SELECTION:
***

He doesn't act like a child. It's more likely he doesn't know how to navigate a healthy R and needs to be guided. He is counting on you letting him get away with bad behavior because of the circumstances. The funny thing about men is that they'll treat you how you let them. Let them treat you less than, and they will. Because R's are hard. They take work. From both partners.

 

He wants a guarantee that everything will work out with you. But there's no guarantee unless you both guarantee it. You both trust each other, you communicate and you are each other's biggest advocates.

 

And finally, if he would go back to his W because you are too challenging means that you weren't meant for each other and he wasn't done with the R with his W. There is nothing you can do that will send him back to her, UNLESS HE WANTS TO BE BACK WITH HER. You would have nothing to do with that decision.

 

What kind of R do you want? Because if you believe all this hocus pocus macho non-feely stuff, you're setting yourself up for an unemotional R. Is that what you want? Your right that you are setting the path for your future together. What kind of future do you want?

***

INFORMATION SUPPLIED:

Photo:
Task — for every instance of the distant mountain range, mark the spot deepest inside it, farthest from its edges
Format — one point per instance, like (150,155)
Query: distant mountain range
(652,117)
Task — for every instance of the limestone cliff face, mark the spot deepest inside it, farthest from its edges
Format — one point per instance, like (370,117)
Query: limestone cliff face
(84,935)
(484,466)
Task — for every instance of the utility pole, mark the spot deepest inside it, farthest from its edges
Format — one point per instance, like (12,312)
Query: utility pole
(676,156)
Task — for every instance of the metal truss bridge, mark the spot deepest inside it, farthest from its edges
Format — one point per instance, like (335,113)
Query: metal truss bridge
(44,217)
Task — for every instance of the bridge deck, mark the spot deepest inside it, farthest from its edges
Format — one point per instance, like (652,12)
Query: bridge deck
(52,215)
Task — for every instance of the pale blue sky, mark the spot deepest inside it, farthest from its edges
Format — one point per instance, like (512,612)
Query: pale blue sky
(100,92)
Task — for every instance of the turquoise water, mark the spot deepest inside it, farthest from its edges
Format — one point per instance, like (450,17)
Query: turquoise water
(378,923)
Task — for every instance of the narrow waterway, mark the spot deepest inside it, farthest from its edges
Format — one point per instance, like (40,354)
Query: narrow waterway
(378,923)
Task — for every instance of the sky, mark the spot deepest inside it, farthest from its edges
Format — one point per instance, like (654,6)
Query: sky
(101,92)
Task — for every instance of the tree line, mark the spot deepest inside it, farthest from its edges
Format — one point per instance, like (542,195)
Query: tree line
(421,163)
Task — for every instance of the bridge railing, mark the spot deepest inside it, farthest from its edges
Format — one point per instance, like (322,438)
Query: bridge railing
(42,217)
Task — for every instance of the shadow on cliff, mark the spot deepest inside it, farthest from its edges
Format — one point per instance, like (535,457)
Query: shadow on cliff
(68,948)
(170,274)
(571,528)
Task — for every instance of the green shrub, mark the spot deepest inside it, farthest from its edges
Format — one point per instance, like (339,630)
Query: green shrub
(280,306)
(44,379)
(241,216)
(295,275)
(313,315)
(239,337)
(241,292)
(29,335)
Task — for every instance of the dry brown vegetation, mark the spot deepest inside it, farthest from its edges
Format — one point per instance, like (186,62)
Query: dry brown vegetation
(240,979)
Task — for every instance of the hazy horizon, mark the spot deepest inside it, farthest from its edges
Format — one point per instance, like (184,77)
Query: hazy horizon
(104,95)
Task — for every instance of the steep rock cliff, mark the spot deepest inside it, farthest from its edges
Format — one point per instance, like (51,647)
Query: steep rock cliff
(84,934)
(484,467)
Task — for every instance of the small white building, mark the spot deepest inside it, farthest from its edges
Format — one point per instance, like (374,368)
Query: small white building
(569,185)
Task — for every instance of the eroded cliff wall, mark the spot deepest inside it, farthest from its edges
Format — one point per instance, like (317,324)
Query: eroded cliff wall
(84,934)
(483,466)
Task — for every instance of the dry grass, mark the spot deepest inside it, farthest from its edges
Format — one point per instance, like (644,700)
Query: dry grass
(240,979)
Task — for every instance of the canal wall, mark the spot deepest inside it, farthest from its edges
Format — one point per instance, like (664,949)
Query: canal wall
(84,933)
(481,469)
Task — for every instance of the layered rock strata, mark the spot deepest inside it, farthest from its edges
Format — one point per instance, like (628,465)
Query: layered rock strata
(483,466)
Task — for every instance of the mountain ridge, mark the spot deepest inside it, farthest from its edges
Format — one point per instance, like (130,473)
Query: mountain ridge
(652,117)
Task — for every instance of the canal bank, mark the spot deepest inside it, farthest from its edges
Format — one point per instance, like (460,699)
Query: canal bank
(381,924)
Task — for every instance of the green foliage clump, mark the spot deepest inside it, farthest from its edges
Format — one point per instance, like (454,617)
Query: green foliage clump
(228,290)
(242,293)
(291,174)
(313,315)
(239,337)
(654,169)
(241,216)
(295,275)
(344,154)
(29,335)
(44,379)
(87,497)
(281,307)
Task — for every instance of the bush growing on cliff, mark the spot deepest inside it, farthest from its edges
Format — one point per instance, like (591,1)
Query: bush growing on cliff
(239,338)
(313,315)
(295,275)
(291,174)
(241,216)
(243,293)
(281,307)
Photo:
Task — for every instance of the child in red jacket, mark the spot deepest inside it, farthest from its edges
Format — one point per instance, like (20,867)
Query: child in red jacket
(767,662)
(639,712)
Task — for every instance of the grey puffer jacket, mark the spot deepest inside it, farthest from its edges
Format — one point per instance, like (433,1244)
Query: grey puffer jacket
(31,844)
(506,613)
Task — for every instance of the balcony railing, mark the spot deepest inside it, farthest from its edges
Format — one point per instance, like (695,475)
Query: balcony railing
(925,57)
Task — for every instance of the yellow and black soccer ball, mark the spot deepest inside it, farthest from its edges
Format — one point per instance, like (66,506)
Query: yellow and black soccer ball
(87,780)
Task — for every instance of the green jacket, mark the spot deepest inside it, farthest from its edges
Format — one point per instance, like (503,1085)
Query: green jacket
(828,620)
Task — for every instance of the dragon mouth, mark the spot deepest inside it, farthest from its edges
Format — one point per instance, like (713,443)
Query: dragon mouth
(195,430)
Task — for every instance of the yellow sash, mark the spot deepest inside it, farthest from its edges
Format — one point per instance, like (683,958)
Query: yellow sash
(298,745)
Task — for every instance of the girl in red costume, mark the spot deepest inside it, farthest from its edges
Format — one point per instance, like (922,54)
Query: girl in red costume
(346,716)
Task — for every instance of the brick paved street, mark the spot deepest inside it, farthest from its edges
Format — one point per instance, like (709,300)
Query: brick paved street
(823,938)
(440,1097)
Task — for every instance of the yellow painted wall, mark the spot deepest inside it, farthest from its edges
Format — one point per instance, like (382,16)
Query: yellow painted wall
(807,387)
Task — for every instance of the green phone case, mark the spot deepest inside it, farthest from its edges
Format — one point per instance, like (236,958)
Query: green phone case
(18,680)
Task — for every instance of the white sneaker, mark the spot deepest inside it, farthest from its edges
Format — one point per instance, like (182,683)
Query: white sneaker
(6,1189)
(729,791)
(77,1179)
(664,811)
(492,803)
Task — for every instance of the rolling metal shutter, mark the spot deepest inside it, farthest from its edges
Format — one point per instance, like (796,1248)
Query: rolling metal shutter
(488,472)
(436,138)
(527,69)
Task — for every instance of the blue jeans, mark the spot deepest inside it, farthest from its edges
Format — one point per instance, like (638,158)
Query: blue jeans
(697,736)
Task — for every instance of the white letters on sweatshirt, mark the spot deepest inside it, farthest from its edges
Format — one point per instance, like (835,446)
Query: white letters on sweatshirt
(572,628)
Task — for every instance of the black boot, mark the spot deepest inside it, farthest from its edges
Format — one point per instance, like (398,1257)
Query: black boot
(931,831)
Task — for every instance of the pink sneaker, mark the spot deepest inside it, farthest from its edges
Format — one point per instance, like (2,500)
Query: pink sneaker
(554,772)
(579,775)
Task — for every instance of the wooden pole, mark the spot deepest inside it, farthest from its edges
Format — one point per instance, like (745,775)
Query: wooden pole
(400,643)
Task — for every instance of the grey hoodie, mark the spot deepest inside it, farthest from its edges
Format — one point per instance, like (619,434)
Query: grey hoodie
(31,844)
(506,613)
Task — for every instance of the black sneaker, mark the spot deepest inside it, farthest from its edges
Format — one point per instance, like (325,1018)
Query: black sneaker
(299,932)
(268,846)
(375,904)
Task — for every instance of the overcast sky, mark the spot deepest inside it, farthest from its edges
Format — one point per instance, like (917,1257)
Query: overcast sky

***

Carry on writing the relationship advice, starting right after its last sentence. The material has no connection to the relationship advice.

OUTPUT:
 

Do you want to be happy? And what does that mean to you? Is he able to do it?

I agree with everything you wrote. But I think the other things we mentioned about him feeling more nervous at this time also fits with what you wrote.

 

To answer your last questions. I'm pretty clear about what I define as happy, and my guy and I are very aligned about most all of that. That's part of the magic of our R. We have so much love and passion together. However, because of my crappy night/day with him, I'm seriously questioning whether he is able to be happy in the way I want to.

 

It's hugely important to me to be able to have (and resolve) conflicts in a R, without the R ending, and without it going dead from stuffing away feelings. To be able to do that to me would seem like happiness. I don't expect that we are going to be happy all the time, but if we can always end conflicts with happiness then I will feel like I have the best damn R in the world. I want that kind of connection. Nothing less will do.

 

And to be honest, I'm still test-driving my 10-month R. He's not as good at conflict resolution as I need. But I'm hoping that through this phase, we'll learn together how to do that. If not, it will end. But we do have potential. We are building a track record. I need to see him improve a bit though. I'm not going to be the team shrink or do all of the work. Nope.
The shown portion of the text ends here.